Convert the material below into a Markdown table with two columns, "Row" and "Line": give each line its row number, and leave out blank lines. Begin at the line containing "Find the woman in" and stop after the line containing "left=439, top=186, right=667, bottom=203".

** BEGIN Extracted records **

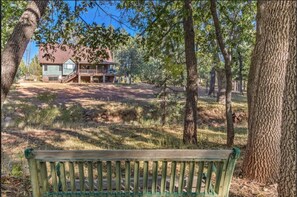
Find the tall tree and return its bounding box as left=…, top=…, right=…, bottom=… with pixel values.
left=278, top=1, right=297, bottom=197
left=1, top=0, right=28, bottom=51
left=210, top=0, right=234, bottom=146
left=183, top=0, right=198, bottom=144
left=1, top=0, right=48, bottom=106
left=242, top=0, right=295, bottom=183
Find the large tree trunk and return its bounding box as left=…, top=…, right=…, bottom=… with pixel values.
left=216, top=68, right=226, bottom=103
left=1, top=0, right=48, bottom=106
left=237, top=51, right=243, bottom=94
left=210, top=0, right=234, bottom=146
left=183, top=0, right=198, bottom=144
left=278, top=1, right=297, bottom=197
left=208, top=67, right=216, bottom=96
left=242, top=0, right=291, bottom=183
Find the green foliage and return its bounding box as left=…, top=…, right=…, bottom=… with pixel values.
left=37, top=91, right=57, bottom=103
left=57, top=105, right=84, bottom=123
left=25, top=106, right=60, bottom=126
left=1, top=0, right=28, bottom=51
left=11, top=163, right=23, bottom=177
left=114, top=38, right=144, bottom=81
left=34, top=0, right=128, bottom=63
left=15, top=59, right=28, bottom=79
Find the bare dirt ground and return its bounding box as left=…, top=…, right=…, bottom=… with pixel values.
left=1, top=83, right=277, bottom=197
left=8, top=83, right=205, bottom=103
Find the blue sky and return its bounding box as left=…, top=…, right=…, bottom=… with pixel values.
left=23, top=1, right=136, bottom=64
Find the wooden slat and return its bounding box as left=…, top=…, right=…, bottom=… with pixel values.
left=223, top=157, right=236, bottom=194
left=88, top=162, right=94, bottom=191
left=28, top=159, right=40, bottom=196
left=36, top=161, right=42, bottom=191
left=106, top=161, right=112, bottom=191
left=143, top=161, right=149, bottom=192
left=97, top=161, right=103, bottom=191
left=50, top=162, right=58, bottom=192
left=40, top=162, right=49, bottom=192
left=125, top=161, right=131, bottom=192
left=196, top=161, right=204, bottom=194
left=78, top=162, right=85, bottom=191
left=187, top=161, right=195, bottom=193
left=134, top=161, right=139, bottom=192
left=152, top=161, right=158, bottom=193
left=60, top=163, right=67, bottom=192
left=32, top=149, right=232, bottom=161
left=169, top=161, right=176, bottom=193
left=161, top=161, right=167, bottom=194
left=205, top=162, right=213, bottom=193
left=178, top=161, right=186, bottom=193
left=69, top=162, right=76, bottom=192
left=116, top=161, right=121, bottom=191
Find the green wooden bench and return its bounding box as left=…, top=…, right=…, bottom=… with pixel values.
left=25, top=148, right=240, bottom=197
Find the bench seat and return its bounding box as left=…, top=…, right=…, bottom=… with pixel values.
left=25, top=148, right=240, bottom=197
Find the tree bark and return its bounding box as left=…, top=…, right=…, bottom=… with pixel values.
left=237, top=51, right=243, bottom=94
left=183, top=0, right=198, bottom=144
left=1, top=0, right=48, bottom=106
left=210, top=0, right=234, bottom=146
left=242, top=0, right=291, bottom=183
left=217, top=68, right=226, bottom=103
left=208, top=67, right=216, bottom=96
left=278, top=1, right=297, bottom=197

** END Extracted records **
** BEGIN Extracted records **

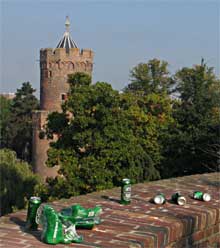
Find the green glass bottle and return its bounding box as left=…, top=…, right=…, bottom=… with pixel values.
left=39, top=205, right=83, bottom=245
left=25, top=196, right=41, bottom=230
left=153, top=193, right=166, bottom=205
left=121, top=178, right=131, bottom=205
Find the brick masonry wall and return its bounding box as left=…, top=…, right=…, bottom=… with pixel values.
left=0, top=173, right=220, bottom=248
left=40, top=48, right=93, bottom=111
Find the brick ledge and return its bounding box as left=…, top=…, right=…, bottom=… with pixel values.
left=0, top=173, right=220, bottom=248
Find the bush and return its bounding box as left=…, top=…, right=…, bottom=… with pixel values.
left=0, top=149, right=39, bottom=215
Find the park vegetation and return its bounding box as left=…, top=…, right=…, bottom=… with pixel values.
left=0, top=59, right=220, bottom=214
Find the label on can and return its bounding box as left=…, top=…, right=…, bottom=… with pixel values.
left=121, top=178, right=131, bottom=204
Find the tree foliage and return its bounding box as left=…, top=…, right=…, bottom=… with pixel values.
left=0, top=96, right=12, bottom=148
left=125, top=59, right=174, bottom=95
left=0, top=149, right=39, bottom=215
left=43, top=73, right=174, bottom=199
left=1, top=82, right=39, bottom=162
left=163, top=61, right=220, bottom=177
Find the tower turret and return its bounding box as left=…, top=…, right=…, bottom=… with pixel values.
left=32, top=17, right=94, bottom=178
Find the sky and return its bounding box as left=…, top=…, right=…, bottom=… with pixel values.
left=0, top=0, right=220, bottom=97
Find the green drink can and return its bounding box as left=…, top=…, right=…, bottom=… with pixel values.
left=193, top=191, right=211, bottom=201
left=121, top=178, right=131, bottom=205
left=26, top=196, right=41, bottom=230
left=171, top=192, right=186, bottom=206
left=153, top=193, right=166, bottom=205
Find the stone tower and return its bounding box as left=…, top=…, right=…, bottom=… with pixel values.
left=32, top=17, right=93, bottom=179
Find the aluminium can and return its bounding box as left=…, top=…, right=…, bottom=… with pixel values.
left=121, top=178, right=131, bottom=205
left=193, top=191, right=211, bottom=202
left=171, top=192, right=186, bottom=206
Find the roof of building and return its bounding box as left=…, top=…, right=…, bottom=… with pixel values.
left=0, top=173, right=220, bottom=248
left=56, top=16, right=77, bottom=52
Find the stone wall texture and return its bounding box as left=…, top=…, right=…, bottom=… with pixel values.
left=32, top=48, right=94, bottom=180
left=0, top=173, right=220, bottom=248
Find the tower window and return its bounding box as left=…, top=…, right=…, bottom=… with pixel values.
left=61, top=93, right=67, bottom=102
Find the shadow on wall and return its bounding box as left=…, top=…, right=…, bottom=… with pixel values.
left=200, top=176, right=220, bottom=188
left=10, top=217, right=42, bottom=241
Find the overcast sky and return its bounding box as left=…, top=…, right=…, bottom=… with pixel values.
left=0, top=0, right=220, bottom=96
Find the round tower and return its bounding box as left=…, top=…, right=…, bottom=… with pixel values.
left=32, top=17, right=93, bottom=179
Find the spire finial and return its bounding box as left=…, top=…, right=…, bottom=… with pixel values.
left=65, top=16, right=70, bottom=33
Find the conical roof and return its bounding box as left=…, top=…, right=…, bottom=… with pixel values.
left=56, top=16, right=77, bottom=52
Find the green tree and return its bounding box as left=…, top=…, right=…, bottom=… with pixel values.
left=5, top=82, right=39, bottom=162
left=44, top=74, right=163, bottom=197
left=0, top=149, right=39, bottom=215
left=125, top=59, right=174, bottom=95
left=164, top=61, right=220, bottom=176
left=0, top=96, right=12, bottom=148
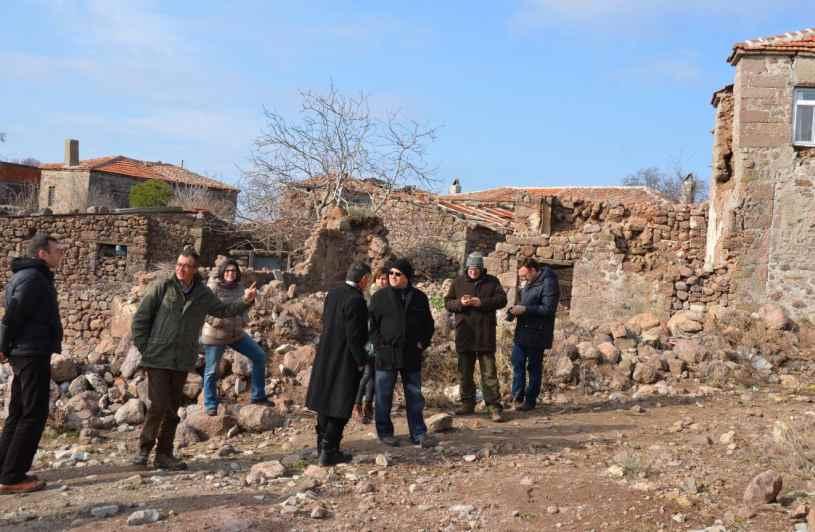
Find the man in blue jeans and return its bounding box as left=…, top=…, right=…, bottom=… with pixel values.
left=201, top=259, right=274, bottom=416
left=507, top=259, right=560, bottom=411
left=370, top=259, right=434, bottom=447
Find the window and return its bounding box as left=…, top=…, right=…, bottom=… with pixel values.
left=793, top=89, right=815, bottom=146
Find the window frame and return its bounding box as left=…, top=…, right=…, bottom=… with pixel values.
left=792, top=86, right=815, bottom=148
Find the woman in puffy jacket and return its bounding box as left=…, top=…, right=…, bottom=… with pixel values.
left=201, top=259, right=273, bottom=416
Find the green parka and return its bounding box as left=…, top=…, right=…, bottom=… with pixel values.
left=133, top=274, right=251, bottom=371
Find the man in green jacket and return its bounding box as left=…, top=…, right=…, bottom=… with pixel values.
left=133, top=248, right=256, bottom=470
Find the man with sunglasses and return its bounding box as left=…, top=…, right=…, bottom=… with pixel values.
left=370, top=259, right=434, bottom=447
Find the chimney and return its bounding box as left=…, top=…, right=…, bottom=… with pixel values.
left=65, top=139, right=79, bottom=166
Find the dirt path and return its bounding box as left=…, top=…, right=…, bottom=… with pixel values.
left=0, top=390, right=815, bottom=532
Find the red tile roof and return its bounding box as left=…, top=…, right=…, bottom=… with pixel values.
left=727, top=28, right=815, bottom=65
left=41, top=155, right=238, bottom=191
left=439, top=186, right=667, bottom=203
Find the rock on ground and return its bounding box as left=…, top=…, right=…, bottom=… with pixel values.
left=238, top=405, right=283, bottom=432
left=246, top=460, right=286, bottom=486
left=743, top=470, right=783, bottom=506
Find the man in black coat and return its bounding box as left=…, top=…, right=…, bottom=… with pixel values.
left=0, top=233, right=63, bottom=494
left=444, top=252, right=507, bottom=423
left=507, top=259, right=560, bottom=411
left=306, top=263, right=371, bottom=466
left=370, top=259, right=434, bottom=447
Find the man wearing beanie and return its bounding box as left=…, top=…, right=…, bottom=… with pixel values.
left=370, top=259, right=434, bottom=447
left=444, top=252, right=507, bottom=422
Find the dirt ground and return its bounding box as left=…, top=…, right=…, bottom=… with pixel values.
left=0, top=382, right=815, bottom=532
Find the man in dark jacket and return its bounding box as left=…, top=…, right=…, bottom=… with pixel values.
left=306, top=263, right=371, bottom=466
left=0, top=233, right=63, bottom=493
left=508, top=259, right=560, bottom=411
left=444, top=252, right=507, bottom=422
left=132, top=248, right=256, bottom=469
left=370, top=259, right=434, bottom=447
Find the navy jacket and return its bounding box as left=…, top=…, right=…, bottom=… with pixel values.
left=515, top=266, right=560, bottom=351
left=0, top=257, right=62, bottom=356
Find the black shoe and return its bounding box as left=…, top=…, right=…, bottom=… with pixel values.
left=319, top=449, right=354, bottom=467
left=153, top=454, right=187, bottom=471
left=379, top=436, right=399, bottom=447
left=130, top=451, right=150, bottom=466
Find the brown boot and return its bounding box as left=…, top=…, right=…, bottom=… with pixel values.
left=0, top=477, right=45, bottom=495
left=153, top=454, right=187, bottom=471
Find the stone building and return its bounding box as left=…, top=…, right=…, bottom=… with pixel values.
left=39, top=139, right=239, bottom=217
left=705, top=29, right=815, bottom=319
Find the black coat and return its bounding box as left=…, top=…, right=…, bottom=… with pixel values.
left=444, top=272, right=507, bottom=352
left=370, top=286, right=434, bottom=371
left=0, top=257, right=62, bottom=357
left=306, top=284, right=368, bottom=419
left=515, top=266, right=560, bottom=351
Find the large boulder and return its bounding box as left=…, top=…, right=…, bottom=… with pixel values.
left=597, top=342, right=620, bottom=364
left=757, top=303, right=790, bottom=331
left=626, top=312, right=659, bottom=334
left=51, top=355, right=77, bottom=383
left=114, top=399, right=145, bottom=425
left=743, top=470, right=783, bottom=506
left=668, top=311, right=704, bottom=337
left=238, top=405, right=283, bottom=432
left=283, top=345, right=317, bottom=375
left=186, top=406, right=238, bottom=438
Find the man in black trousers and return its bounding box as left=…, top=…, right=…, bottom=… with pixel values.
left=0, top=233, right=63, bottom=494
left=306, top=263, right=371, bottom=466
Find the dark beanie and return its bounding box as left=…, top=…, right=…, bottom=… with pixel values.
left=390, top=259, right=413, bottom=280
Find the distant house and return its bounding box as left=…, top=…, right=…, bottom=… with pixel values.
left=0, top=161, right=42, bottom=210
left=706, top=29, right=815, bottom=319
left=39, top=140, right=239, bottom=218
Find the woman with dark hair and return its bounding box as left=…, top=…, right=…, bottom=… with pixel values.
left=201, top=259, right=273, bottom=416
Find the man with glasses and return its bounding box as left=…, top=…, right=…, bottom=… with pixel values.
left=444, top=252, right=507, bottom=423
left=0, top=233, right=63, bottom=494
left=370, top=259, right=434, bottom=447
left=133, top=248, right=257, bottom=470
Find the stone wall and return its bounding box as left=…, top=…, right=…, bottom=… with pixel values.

** END Extracted records **
** BEGIN Extracted records **

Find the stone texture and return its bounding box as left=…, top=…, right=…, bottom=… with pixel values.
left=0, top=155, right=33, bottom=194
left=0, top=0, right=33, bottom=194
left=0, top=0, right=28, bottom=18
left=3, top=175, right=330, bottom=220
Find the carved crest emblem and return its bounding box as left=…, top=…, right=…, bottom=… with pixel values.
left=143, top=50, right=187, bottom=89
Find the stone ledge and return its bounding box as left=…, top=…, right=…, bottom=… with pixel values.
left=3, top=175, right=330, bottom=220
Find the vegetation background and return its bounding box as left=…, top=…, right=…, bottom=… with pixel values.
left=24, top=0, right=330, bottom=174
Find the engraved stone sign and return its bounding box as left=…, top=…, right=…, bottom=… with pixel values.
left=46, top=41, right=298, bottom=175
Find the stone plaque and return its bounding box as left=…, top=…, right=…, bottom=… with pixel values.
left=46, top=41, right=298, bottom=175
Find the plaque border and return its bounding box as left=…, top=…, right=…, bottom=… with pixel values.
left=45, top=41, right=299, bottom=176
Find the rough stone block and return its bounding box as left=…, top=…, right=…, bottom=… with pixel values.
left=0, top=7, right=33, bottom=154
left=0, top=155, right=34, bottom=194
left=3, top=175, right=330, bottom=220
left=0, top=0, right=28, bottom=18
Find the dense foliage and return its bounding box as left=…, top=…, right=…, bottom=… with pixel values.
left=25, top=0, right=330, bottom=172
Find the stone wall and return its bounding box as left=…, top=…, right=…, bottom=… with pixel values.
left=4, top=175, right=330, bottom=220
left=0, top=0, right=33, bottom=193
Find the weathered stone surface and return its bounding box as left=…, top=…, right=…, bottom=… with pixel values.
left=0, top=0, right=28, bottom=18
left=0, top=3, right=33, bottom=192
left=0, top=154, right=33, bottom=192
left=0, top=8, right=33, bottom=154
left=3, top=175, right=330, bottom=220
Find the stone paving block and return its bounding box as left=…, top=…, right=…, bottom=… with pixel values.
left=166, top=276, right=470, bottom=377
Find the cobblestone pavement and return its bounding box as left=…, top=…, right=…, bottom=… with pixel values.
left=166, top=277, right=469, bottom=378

** END Extracted records **

# Written response
| Row | Line |
|---|---|
| 1 | Find the woman in puffy jacket and return its bounding box as left=…, top=…, right=…, bottom=… with pixel values. |
| 2 | left=201, top=259, right=273, bottom=416 |
| 3 | Find the green parka and return its bounding box as left=…, top=…, right=…, bottom=… with pixel values. |
| 4 | left=133, top=274, right=251, bottom=371 |
| 5 | Find the man in green jacket and return its bounding box as left=…, top=…, right=…, bottom=… with pixel values. |
| 6 | left=133, top=248, right=256, bottom=470 |
| 7 | Find the man with sunglasses and return its bounding box as left=…, top=…, right=…, bottom=… with pixel values. |
| 8 | left=370, top=259, right=434, bottom=447 |
| 9 | Find the chimney and return its bounding box as left=…, top=…, right=…, bottom=… with pixel values. |
| 10 | left=65, top=139, right=79, bottom=166 |
| 11 | Find the dirt path and return its bounding box as left=…, top=…, right=…, bottom=… with pixel values. |
| 12 | left=0, top=390, right=815, bottom=532 |
| 13 | Find the red tile roof and return its bounding box as left=…, top=…, right=…, bottom=… with pixel values. |
| 14 | left=727, top=28, right=815, bottom=65 |
| 15 | left=41, top=155, right=238, bottom=191 |
| 16 | left=439, top=186, right=667, bottom=203 |